Von der Jury des Gewürztraminer Symposions waren weltweit 1200 Winzer zur Prämierung ihrer Erzeugnisse eingeladen worden. Insgesamt wurden etwa 100 trockene und 100 süße Weine aus folgenden Ländern eingesandt: Italien, Deutschland, Österreich, Ungarn, Frankreich, Schweiz, USA, Kanada, Israel und Neuseeland. Bei den trockenen Spezialitäten siegten italienische Spitzenweine (1. Platz: „Nussbaumer 2002“, Kellerei Tramin; 2. Platz: „Trentino Gewürztraminer 2002“, Firma Cesconi in Pressano; 3. Platz: „Kolbenhof 2002“, Weingut Hofstätter in Tramin), während bei den süßen Weinen österreichische und deutsche Winzer erfolgreich waren (1. Platz: „Hasel Trockenbeerenauslese 2000“, Weingut Johann Topf in Strass; 2. Platz: „Eiswein 2001“, Stölzerhof in Illmitz; 3. Platz: „Durbacher Schlossberg 2000 Beerenauslese“, Weingut Graf Wolff Metternich in Durlach/Baden).

Die Begleitveranstaltungen des Symposions waren der großen Tradition des Gewürztraminers angemessen. So wurden ausgewählte Lagen zu Schokoladeerzeugnissen der „Antica Dolceria Bonajuto“ aus Ragusa (Sizilien) kredenzt, die den Kakao nach originalen aztekischen Rezepten verarbeitet. Gewürztraminer wurden nicht nur zu Gerichten der Südtiroler und der mediterranen Gastronomie gereicht, sondern sogar zu pikant gewürzten Speisen der indischen Küche (Leider konnte der volle Genuss der edlen Gewürztraminer bei diesen Menüs kaum erreicht werden, da im Bürgerhaus von Tramin eine Klimaanlage fehlte und die Weine somit zu schnell warm wurden). Höhepunkt des Symposions war das abendliche Sommerfest oberhalb von Tramin in den Grünanlagen um das Schloss Rechtenthal mit einem von der Academia Barilla ausgerichteten Büffet und der Preisverleihung durch den Landeshauptmann von Südtirol, Dr. Luis Durnwalder.
***
AUFGABE 1: Wer nahm laut dem Text über das Gewürztraminer Symposion die Preisverleihung beim abendlichen Sommerfest vor?
AUFGABE 2: Schreiben Sie aus dem Text über das Gewürztraminer Symposion den Abschnitt ab, der mit den Worten „Von der Jury“ beginnt, und hören Sie nach „Metternich in Durlach/Baden).“ auf.
Die Datensätze spielen hierfür keine Rolle.

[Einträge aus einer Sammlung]
***
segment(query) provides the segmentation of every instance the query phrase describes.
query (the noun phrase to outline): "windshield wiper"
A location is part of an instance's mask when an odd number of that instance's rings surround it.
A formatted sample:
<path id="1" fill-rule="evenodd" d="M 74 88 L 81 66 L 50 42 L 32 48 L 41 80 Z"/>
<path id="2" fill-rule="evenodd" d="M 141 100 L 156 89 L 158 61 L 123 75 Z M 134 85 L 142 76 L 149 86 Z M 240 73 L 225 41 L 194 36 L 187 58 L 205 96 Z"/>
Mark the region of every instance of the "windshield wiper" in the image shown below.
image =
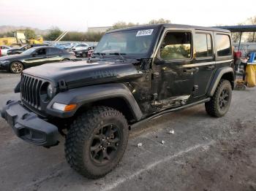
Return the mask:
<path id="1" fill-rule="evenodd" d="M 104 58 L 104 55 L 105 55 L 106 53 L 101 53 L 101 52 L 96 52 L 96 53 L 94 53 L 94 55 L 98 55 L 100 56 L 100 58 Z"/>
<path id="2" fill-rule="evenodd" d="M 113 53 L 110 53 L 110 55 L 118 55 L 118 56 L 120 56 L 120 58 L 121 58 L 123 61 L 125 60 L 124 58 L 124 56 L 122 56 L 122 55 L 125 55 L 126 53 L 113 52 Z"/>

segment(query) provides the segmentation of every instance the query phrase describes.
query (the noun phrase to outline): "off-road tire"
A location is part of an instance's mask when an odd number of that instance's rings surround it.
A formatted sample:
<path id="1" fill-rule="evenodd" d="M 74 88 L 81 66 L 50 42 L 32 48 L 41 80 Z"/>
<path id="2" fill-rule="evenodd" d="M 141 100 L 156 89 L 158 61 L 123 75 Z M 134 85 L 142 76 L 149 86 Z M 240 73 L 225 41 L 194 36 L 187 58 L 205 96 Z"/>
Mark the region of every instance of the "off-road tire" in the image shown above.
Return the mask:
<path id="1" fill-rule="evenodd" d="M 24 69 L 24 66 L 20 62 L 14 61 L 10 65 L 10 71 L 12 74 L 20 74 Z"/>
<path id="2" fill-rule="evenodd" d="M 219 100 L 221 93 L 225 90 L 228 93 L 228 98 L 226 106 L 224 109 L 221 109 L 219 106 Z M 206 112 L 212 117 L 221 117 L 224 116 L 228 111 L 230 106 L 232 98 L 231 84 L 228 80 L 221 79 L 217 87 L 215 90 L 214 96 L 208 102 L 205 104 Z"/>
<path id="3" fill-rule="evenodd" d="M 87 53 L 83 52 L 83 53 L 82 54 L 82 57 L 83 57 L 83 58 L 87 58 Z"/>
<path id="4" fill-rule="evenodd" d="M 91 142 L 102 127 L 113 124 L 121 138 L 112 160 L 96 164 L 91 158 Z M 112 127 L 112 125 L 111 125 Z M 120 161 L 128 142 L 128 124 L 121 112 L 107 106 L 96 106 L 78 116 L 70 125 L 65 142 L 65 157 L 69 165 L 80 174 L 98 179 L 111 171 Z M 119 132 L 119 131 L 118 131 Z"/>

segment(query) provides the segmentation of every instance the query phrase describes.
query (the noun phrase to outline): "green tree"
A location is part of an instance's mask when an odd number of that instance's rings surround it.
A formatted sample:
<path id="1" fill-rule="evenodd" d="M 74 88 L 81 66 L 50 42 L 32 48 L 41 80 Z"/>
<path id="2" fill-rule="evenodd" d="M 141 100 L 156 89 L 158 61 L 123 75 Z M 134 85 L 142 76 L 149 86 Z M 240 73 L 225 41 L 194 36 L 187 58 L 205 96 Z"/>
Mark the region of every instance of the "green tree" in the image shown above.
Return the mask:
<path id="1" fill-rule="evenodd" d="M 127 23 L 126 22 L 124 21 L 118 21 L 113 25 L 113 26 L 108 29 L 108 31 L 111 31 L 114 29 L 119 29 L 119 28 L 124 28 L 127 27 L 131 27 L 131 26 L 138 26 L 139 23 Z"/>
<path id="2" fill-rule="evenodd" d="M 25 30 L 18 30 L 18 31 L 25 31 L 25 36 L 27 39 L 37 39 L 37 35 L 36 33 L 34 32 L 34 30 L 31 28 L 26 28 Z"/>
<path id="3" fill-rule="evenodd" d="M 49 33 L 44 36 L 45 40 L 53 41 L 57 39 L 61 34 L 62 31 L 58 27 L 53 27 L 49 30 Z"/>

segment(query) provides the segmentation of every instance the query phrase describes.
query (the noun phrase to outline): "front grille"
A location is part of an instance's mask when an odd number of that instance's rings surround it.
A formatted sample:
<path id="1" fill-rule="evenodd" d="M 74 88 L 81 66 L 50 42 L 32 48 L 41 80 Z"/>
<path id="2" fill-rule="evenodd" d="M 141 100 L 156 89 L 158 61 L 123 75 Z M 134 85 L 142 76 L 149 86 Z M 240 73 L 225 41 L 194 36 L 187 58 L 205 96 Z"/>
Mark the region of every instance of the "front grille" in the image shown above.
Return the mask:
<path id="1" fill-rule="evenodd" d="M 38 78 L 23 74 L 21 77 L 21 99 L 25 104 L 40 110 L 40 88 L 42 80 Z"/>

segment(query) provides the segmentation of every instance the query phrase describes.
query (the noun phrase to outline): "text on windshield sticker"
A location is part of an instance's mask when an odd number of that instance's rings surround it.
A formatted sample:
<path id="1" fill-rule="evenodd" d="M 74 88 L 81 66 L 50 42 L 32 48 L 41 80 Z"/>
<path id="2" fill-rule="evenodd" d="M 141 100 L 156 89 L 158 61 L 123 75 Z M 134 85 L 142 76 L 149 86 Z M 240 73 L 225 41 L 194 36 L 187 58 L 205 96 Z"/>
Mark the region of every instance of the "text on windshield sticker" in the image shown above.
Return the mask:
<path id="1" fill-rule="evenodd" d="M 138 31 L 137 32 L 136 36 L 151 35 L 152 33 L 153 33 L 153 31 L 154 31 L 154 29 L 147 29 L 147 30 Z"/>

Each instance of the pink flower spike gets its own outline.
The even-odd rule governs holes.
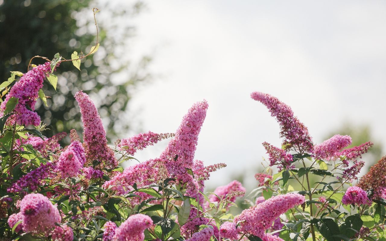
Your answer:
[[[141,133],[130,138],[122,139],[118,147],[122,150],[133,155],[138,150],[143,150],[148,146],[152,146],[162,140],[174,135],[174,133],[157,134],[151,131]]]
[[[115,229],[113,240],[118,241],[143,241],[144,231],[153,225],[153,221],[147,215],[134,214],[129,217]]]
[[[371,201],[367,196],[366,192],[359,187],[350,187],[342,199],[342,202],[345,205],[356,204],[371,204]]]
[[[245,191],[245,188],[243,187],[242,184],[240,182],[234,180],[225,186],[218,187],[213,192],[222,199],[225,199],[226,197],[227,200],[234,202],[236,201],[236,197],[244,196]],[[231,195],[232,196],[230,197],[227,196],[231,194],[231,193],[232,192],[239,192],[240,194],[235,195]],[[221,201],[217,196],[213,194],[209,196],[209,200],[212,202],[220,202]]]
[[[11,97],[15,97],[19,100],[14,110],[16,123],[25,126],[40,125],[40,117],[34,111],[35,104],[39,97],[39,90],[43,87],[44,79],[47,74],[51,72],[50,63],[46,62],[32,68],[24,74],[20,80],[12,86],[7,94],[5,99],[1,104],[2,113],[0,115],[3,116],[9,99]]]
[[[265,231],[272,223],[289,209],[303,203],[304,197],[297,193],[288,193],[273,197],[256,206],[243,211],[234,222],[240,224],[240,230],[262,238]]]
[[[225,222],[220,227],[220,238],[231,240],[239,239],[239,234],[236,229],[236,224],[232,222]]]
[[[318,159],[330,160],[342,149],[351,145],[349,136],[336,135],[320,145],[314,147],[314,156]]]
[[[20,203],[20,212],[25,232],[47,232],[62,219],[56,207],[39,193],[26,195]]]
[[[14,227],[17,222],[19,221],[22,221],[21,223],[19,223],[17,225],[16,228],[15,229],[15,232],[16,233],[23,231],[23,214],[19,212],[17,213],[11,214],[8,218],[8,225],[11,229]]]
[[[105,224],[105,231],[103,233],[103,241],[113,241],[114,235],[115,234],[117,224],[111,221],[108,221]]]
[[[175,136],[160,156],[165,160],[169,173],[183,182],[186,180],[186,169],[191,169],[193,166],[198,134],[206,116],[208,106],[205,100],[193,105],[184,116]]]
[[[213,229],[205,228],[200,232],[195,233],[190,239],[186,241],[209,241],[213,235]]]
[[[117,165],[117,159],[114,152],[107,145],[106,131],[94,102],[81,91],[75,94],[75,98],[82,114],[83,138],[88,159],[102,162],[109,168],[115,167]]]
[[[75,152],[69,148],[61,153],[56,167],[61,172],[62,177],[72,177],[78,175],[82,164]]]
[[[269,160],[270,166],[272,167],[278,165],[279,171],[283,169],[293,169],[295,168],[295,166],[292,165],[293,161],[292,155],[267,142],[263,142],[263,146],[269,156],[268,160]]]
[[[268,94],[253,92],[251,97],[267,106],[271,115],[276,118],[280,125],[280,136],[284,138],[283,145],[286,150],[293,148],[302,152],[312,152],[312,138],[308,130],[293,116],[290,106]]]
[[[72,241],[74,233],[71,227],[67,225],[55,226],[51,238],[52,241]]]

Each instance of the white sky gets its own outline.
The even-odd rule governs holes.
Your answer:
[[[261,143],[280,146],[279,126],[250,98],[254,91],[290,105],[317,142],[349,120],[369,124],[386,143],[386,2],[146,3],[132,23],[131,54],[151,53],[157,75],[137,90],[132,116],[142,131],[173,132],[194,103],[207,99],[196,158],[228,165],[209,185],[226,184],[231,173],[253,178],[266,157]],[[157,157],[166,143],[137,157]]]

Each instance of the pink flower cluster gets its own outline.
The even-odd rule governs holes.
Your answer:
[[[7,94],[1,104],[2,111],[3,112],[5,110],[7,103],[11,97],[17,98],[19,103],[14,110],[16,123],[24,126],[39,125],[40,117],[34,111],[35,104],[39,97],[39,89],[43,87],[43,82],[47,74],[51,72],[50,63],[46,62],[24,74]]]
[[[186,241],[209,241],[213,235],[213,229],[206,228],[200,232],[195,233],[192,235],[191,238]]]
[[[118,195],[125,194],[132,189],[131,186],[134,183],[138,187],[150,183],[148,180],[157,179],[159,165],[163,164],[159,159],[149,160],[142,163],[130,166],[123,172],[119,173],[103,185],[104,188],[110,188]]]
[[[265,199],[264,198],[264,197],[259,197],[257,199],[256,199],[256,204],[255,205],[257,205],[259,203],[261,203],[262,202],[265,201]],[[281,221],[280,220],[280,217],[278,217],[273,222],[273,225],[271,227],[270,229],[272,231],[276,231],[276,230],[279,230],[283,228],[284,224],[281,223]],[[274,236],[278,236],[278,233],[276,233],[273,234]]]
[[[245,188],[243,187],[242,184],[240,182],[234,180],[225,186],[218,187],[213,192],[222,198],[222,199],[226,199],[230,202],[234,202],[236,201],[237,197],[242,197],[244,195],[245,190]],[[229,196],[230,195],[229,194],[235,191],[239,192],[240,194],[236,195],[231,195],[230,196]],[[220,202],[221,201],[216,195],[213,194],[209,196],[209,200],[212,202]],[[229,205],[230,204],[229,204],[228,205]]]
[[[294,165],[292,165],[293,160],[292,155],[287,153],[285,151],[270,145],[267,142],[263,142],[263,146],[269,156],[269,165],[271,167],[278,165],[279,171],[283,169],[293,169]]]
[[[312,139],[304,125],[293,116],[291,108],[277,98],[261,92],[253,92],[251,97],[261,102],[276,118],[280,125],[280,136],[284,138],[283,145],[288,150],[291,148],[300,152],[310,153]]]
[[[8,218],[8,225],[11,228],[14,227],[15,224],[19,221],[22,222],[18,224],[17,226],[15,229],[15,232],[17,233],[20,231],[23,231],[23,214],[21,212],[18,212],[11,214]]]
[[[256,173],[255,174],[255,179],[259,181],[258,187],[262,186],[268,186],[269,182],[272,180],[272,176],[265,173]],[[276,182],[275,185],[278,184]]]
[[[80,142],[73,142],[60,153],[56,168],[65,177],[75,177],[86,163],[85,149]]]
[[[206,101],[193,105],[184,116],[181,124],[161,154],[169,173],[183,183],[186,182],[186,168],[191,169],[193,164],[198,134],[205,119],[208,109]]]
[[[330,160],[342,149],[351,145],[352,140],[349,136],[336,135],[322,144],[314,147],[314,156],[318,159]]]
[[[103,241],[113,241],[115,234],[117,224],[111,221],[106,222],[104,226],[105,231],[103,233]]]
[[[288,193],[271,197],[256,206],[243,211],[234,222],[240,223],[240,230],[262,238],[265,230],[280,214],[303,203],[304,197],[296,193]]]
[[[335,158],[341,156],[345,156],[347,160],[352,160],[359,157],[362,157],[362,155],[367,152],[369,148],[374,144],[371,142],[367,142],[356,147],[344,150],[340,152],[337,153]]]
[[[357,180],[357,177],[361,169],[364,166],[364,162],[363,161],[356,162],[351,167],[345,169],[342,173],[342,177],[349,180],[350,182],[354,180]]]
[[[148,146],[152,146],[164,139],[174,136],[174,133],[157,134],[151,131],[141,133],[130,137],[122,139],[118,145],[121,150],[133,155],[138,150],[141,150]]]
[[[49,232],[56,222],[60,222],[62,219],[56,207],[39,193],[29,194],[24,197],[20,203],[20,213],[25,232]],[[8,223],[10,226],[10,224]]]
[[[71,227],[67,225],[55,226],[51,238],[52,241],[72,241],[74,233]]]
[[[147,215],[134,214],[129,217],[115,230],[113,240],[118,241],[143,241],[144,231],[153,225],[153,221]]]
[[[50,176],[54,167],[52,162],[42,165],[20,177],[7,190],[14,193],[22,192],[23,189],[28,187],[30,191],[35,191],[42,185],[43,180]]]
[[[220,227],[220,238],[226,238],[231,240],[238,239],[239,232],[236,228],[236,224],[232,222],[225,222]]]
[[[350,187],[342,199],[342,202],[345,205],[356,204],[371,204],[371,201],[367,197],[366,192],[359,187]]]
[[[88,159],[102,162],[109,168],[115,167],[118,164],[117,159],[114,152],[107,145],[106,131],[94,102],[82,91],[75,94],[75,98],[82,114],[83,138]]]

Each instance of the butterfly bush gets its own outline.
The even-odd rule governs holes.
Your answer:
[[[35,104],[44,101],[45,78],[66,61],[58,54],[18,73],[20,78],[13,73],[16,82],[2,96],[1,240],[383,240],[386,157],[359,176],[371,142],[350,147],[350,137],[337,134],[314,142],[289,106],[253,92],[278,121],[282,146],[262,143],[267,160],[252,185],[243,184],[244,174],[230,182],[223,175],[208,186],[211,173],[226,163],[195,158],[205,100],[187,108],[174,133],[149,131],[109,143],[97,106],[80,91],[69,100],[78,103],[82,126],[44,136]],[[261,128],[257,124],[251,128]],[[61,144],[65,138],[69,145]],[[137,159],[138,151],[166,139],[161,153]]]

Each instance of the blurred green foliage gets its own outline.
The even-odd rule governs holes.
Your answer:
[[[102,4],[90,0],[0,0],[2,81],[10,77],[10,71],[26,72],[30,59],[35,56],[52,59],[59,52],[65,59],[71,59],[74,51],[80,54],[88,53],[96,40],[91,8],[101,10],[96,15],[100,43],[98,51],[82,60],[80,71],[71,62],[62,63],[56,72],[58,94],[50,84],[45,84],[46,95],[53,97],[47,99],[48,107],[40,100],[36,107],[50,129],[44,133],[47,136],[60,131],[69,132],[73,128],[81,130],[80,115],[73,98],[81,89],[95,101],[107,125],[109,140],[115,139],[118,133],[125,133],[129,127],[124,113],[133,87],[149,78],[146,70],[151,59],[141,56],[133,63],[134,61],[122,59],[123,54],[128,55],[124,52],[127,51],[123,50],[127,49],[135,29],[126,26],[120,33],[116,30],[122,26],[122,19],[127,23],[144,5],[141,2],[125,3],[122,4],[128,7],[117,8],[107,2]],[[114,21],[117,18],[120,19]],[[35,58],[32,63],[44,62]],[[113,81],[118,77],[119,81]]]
***
SCHRIFTLICHE ANTWORT 1: Der Landeshauptmann von Südtirol, Dr. Luis Durnwalder.

SCHRIFTLICHE ANTWORT 2:
Von der Jury des Gewürztraminer Symposions waren weltweit 1200 Winzer zur Prämierung ihrer Erzeugnisse eingeladen worden. Insgesamt wurden etwa 100 trockene und 100 süße Weine aus folgenden Ländern eingesandt: Italien, Deutschland, Österreich, Ungarn, Frankreich, Schweiz, USA, Kanada, Israel und Neuseeland. Bei den trockenen Spezialitäten siegten italienische Spitzenweine (1. Platz: „Nussbaumer 2002“, Kellerei Tramin; 2. Platz: „Trentino Gewürztraminer 2002“, Firma Cesconi in Pressano; 3. Platz: „Kolbenhof 2002“, Weingut Hofstätter in Tramin), während bei den süßen Weinen österreichische und deutsche Winzer erfolgreich waren (1. Platz: „Hasel Trockenbeerenauslese 2000“, Weingut Johann Topf in Strass; 2. Platz: „Eiswein 2001“, Stölzerhof in Illmitz; 3. Platz: „Durbacher Schlossberg 2000 Beerenauslese“, Weingut Graf Wolff Metternich in Durlach/Baden).